• Text passage:

[Start of Attachment]

Better Understanding of VR-Induced Discomfort Could Broaden Tech’s Reach

By Maria Herd M.A. ’19

VR headset

Photo courtesy of Maryland Blended Reality Center; photo below by John T. Consoli

A test subject experiences a potentially stomach-churning virtual reality fly through of a space station while her brain activity is monitored. Eric Krokos '13, M.S. '15, Ph.D ’18 (below) is one of the authors of a new paper on measuring so-called "cybersickness" via EEG.

If a virtual world has ever left you feeling nauseous or disorientated, you’re familiar with cybersickness, and you’re hardly alone. The intensity of virtual reality (VR)—whether that’s standing on the edge of a waterfall in Yosemite or engaging in tank combat with your friends—creates a stomach-churning challenge for 30-80% of users.

[End of Attachment]

• Information supplied:
[Start of Attachment]

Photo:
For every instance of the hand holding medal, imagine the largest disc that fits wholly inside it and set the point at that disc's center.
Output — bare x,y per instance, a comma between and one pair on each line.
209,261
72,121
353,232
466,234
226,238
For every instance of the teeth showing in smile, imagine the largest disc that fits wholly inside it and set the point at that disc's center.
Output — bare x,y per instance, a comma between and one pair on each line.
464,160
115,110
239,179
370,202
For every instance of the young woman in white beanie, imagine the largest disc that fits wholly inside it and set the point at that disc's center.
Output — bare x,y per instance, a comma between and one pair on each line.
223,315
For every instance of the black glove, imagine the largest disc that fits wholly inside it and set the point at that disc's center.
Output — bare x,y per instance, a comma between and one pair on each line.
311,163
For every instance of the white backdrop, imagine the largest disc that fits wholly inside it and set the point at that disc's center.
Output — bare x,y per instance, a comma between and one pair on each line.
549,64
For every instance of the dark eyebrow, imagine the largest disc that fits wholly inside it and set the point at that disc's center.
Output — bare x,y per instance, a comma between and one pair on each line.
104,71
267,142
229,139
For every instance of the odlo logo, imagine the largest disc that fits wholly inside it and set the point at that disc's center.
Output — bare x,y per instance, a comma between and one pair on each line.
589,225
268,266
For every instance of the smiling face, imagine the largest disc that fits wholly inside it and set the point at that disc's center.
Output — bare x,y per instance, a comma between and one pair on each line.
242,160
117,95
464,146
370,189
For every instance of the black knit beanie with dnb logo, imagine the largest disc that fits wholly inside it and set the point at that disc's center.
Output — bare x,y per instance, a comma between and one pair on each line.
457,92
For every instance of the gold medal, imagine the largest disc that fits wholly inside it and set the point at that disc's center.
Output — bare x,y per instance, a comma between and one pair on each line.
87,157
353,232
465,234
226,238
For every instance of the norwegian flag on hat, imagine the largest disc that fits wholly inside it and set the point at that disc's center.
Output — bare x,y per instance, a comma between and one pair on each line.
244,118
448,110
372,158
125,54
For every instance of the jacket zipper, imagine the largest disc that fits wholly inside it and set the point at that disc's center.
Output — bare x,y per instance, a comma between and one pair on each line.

[End of Attachment]

In the article on VR-induced discomfort, what share of users does the intensity of virtual reality create a stomach-churning challenge for?

30-80% of users